Action item ::
From the records that follow, copy every line that contains the word "below".

Data for review ::
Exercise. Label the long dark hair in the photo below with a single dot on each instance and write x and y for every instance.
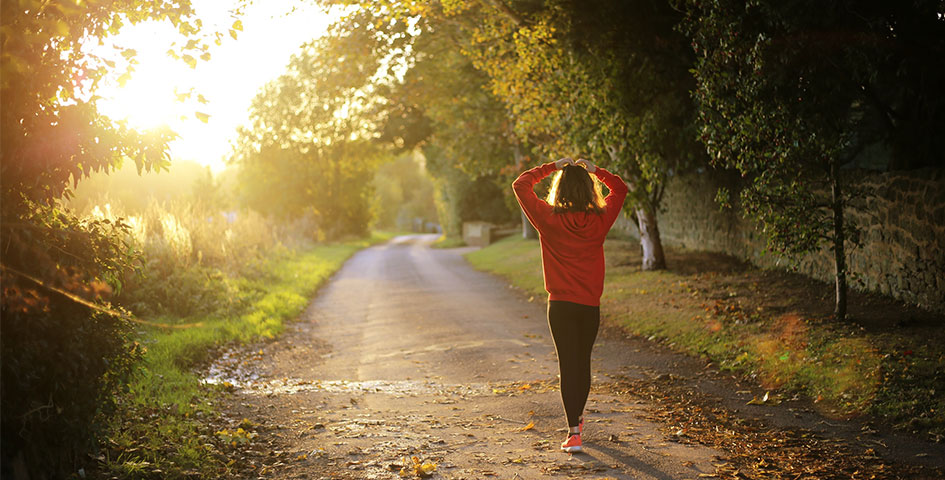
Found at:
(574, 190)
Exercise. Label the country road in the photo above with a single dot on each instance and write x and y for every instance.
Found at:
(409, 352)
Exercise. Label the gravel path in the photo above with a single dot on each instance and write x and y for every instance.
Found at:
(408, 358)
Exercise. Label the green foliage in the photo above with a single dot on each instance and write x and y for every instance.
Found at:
(309, 149)
(163, 428)
(845, 369)
(790, 93)
(462, 198)
(61, 357)
(61, 353)
(134, 192)
(403, 194)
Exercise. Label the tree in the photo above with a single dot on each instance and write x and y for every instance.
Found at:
(310, 147)
(63, 349)
(433, 100)
(604, 79)
(791, 92)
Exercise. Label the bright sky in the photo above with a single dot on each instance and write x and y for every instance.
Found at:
(272, 32)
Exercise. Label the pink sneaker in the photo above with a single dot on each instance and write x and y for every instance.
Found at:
(573, 444)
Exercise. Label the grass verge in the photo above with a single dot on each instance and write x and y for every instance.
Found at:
(448, 242)
(773, 327)
(164, 427)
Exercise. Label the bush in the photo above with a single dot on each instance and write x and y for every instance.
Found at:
(62, 356)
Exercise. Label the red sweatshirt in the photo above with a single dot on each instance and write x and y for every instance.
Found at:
(572, 243)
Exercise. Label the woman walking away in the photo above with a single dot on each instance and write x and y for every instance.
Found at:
(572, 225)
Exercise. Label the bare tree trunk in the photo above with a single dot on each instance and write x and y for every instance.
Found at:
(840, 259)
(653, 258)
(528, 230)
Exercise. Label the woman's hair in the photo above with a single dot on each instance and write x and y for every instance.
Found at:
(573, 190)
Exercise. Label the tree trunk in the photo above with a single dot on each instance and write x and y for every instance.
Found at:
(528, 230)
(653, 258)
(840, 259)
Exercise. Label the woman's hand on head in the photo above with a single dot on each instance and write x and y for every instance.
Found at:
(564, 162)
(586, 164)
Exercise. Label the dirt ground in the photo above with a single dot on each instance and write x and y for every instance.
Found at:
(409, 363)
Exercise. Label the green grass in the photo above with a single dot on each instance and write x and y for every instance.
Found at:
(448, 242)
(845, 369)
(163, 428)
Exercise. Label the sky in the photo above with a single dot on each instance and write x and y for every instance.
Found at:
(272, 31)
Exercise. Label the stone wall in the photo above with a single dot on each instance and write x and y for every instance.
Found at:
(902, 217)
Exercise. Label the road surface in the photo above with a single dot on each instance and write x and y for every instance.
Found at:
(409, 352)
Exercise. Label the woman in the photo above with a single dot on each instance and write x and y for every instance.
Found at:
(572, 225)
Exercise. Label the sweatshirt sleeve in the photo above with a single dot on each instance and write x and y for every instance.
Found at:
(536, 209)
(618, 193)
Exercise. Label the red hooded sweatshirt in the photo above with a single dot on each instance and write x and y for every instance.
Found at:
(572, 243)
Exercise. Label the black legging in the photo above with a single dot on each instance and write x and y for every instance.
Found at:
(574, 329)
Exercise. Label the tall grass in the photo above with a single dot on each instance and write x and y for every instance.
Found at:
(207, 278)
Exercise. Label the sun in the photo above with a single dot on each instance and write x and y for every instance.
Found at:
(147, 101)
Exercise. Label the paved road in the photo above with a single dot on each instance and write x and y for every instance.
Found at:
(408, 351)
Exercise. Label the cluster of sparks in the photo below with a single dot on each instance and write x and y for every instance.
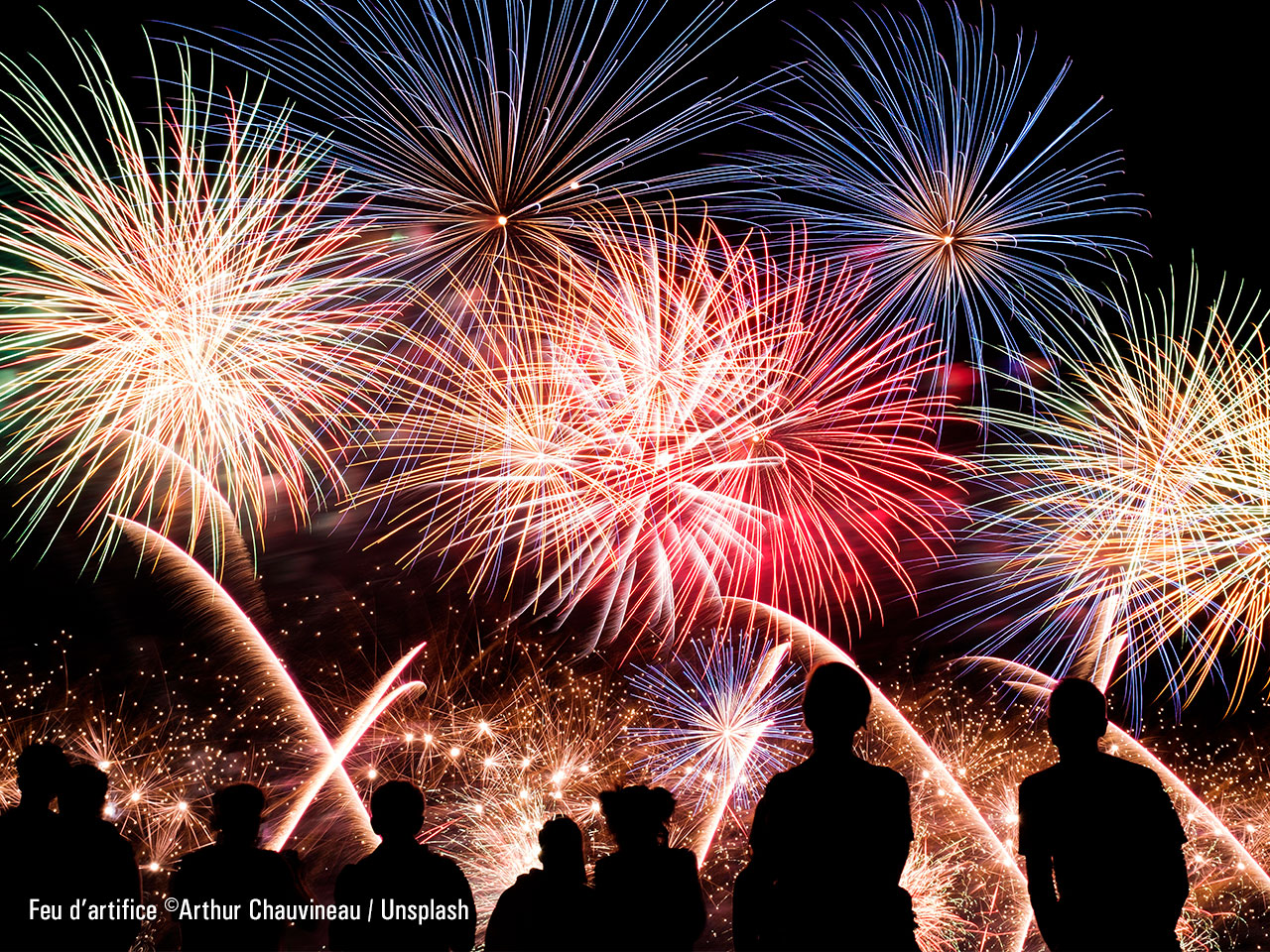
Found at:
(1132, 507)
(677, 420)
(593, 416)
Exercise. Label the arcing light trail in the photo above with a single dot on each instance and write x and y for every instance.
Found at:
(922, 160)
(376, 703)
(493, 134)
(197, 584)
(811, 648)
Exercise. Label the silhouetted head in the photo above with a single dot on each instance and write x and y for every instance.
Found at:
(82, 792)
(41, 769)
(236, 812)
(636, 816)
(1078, 715)
(562, 849)
(397, 810)
(835, 702)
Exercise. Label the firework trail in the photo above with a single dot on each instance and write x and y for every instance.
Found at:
(182, 296)
(989, 855)
(644, 434)
(494, 771)
(921, 159)
(1035, 687)
(1132, 509)
(200, 590)
(375, 705)
(492, 136)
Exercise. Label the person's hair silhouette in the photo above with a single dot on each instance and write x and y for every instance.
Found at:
(833, 884)
(397, 811)
(236, 811)
(32, 851)
(550, 907)
(232, 873)
(403, 873)
(81, 794)
(40, 774)
(100, 866)
(649, 895)
(1086, 807)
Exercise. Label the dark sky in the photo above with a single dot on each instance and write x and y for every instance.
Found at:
(1184, 91)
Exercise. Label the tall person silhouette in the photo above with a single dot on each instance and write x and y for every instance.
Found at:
(1100, 837)
(649, 893)
(229, 875)
(829, 839)
(32, 843)
(409, 896)
(100, 866)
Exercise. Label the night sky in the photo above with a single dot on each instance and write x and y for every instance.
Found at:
(1185, 104)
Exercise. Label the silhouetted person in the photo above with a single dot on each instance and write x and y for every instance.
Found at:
(550, 907)
(31, 852)
(829, 839)
(229, 875)
(649, 895)
(403, 874)
(1101, 839)
(99, 865)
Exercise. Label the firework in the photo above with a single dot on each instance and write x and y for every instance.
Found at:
(1130, 511)
(185, 320)
(722, 726)
(490, 136)
(921, 159)
(638, 436)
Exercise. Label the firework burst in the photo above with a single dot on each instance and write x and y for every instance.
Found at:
(921, 160)
(492, 136)
(636, 436)
(1132, 509)
(724, 726)
(185, 318)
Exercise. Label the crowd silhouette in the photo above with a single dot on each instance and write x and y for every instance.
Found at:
(829, 841)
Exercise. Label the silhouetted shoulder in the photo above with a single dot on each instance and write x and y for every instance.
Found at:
(1067, 803)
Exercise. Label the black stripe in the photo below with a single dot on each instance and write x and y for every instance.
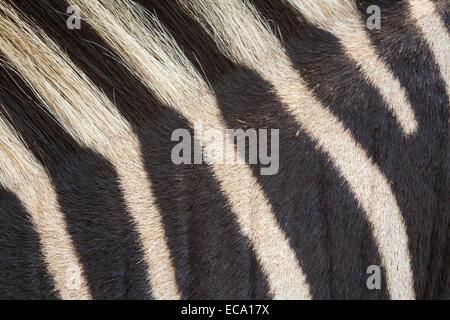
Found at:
(23, 274)
(89, 196)
(212, 258)
(443, 10)
(337, 83)
(418, 168)
(247, 101)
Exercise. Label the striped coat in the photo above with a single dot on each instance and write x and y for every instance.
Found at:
(92, 205)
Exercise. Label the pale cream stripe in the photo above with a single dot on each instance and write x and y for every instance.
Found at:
(436, 34)
(95, 122)
(154, 56)
(241, 34)
(24, 176)
(344, 21)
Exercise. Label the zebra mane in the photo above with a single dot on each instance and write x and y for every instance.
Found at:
(86, 118)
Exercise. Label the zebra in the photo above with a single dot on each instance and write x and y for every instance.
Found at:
(93, 206)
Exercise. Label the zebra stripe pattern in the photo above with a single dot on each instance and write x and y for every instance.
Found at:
(93, 207)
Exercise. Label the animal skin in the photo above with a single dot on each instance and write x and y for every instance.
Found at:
(92, 206)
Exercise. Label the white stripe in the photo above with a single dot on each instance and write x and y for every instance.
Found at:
(90, 118)
(344, 21)
(155, 58)
(435, 33)
(23, 175)
(243, 36)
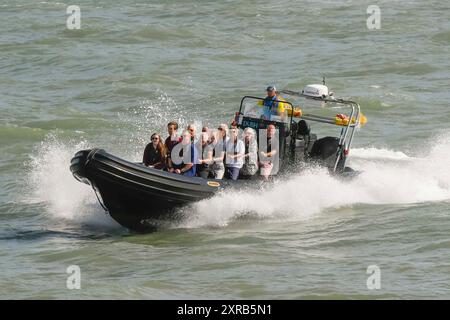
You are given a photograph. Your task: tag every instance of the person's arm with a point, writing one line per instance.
(209, 159)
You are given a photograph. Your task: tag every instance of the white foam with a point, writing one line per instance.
(388, 177)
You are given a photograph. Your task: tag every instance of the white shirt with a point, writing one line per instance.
(238, 149)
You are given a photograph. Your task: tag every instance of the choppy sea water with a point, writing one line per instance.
(133, 66)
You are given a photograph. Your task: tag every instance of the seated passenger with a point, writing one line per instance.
(155, 153)
(219, 150)
(184, 157)
(267, 158)
(250, 166)
(270, 104)
(235, 155)
(172, 140)
(205, 152)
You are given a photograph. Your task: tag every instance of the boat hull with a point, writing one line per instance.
(137, 196)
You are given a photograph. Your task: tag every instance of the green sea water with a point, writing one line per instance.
(135, 65)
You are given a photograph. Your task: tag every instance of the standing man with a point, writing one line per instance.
(171, 141)
(271, 104)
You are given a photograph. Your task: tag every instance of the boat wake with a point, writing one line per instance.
(388, 177)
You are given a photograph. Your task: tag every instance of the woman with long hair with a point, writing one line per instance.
(155, 153)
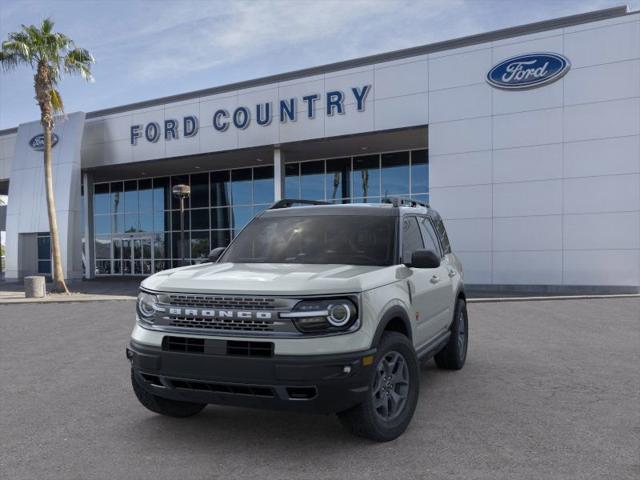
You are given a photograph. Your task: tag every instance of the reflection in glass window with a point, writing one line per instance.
(312, 180)
(200, 190)
(263, 185)
(395, 173)
(419, 171)
(241, 186)
(337, 179)
(220, 189)
(292, 180)
(101, 198)
(366, 177)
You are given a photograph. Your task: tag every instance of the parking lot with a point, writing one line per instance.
(551, 389)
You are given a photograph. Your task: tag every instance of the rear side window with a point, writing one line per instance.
(411, 238)
(429, 237)
(442, 233)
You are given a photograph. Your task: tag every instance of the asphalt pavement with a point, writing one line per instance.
(551, 390)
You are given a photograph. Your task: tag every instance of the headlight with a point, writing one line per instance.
(146, 305)
(323, 316)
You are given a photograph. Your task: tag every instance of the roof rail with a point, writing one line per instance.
(290, 202)
(404, 202)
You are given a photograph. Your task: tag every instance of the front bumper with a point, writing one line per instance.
(314, 384)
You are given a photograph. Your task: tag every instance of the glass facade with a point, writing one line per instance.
(137, 222)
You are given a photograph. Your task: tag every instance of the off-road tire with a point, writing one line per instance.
(364, 420)
(454, 354)
(164, 406)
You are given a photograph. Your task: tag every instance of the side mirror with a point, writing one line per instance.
(424, 259)
(214, 254)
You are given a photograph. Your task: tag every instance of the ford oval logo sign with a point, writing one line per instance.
(37, 142)
(528, 71)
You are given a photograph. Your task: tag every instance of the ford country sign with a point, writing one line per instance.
(528, 71)
(37, 142)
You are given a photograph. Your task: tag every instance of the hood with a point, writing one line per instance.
(271, 278)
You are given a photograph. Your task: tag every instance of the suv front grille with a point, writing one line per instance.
(226, 324)
(223, 302)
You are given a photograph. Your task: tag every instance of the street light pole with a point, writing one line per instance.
(181, 192)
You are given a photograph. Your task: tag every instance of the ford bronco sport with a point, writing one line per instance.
(312, 308)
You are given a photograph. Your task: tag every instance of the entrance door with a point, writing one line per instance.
(133, 256)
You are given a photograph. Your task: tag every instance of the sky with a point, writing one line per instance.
(150, 49)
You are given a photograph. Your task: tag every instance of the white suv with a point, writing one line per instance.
(312, 308)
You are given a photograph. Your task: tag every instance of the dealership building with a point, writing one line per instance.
(526, 140)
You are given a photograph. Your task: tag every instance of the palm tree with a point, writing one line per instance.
(50, 55)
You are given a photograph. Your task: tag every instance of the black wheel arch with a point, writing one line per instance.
(395, 319)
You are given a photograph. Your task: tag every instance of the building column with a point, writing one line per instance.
(278, 174)
(87, 222)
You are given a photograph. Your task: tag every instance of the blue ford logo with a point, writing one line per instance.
(37, 142)
(528, 71)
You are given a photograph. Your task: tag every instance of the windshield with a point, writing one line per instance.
(342, 239)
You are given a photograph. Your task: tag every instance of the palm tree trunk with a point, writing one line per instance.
(59, 284)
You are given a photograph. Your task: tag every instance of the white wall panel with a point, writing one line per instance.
(602, 82)
(472, 234)
(601, 120)
(399, 112)
(460, 136)
(616, 193)
(527, 198)
(602, 267)
(459, 103)
(602, 231)
(540, 162)
(456, 70)
(403, 79)
(603, 45)
(527, 128)
(528, 233)
(462, 202)
(608, 156)
(527, 268)
(471, 168)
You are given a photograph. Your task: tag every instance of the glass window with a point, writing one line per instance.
(220, 218)
(175, 220)
(292, 180)
(365, 240)
(395, 173)
(312, 180)
(366, 177)
(146, 222)
(220, 189)
(337, 179)
(263, 185)
(411, 238)
(419, 171)
(429, 236)
(220, 238)
(102, 224)
(179, 180)
(103, 247)
(131, 203)
(161, 194)
(145, 195)
(116, 198)
(200, 245)
(101, 198)
(200, 219)
(241, 216)
(200, 190)
(241, 187)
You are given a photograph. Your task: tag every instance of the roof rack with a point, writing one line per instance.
(290, 202)
(404, 202)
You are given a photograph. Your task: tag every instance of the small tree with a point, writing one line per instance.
(49, 54)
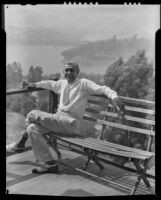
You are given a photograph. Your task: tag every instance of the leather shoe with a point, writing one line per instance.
(48, 167)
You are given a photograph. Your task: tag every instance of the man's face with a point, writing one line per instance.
(70, 73)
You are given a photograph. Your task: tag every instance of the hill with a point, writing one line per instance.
(107, 51)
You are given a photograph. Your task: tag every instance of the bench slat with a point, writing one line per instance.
(125, 127)
(142, 110)
(119, 146)
(111, 114)
(120, 126)
(109, 150)
(135, 119)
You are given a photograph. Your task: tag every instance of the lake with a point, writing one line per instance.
(47, 57)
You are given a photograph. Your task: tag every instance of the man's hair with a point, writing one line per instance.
(73, 65)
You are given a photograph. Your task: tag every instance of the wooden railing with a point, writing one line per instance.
(53, 102)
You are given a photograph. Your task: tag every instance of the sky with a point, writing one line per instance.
(93, 21)
(87, 22)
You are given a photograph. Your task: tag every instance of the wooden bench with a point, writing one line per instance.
(138, 122)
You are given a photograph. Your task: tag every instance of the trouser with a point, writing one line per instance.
(40, 123)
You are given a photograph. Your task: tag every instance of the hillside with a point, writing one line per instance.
(107, 51)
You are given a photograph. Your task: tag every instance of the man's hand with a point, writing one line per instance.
(118, 105)
(26, 84)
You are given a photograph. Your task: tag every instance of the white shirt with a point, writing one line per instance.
(73, 97)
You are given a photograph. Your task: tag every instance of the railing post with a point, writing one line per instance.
(53, 99)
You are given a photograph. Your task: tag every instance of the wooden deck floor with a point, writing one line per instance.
(68, 182)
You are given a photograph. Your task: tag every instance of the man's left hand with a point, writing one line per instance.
(118, 105)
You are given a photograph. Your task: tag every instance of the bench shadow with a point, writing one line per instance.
(108, 173)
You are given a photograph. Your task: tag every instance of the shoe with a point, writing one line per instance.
(12, 148)
(48, 167)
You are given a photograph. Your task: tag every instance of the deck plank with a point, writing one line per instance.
(67, 182)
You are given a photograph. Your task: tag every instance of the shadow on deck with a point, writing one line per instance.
(68, 182)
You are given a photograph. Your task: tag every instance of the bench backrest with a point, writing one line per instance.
(136, 130)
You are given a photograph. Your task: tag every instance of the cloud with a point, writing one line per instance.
(121, 20)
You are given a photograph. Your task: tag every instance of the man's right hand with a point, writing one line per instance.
(26, 84)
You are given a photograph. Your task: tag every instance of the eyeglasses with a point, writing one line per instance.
(69, 70)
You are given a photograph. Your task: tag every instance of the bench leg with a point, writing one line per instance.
(89, 154)
(141, 176)
(92, 156)
(53, 141)
(95, 159)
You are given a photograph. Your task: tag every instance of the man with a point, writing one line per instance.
(74, 93)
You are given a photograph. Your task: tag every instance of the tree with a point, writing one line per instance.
(34, 74)
(13, 75)
(135, 79)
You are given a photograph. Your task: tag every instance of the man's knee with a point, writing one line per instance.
(31, 128)
(32, 117)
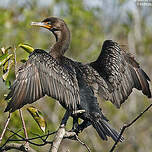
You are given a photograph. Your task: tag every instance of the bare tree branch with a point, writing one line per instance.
(23, 124)
(5, 127)
(21, 147)
(60, 133)
(125, 126)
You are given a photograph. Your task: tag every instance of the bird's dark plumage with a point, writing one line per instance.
(43, 75)
(121, 73)
(112, 76)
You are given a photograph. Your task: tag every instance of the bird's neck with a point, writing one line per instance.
(62, 43)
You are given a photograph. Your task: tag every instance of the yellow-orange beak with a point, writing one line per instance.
(42, 24)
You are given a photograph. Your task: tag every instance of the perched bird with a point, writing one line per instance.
(75, 85)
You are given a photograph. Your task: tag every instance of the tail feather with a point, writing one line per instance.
(104, 129)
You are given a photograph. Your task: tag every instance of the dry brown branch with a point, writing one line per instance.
(21, 147)
(5, 127)
(125, 126)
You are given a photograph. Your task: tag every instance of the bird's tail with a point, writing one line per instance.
(104, 129)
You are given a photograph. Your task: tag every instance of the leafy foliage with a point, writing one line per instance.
(122, 21)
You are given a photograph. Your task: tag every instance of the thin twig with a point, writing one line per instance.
(60, 133)
(23, 124)
(127, 126)
(5, 127)
(8, 140)
(20, 111)
(82, 143)
(16, 146)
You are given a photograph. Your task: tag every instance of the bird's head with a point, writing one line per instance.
(54, 24)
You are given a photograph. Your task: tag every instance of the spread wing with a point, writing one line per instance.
(121, 73)
(42, 75)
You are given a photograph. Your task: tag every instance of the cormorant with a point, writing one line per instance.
(75, 85)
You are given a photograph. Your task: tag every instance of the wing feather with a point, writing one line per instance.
(43, 75)
(121, 72)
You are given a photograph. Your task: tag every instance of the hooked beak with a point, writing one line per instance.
(42, 24)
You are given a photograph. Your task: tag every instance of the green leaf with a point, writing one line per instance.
(38, 117)
(24, 60)
(4, 58)
(26, 47)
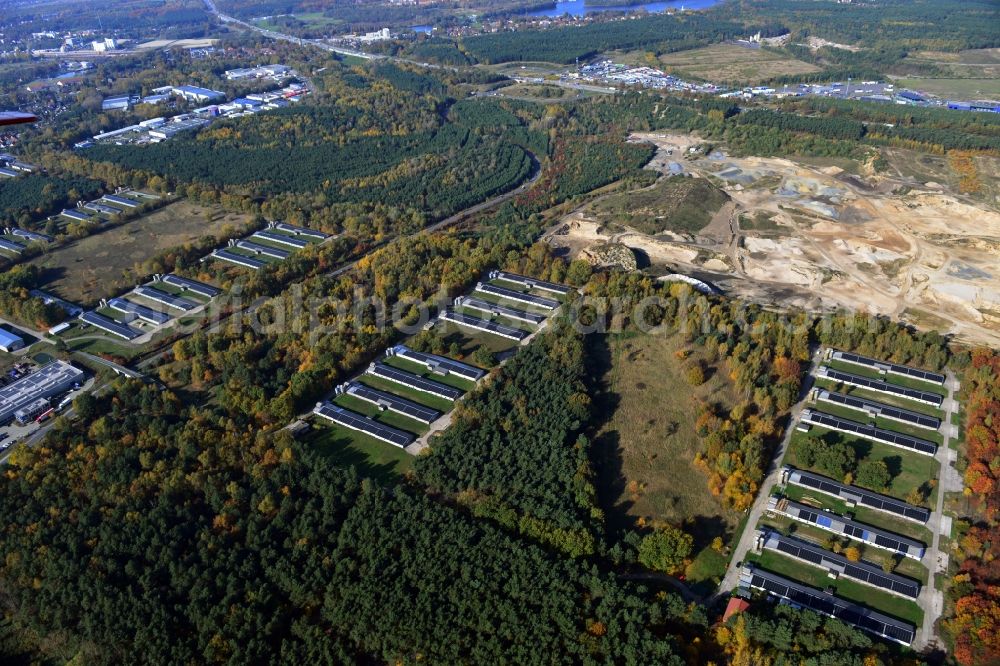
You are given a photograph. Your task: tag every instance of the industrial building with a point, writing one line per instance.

Response to the exercise ::
Exercise. Label the long dark hair in the photo below with a single dot on each instance and write x and y for every instance.
Exercise. Label the cluster of sparks in the photo below with a single dot on each instance and write x and y for every instance.
Exercise. Label the black stripe in the photo below with a single dot on each instance and write x and y for every instance.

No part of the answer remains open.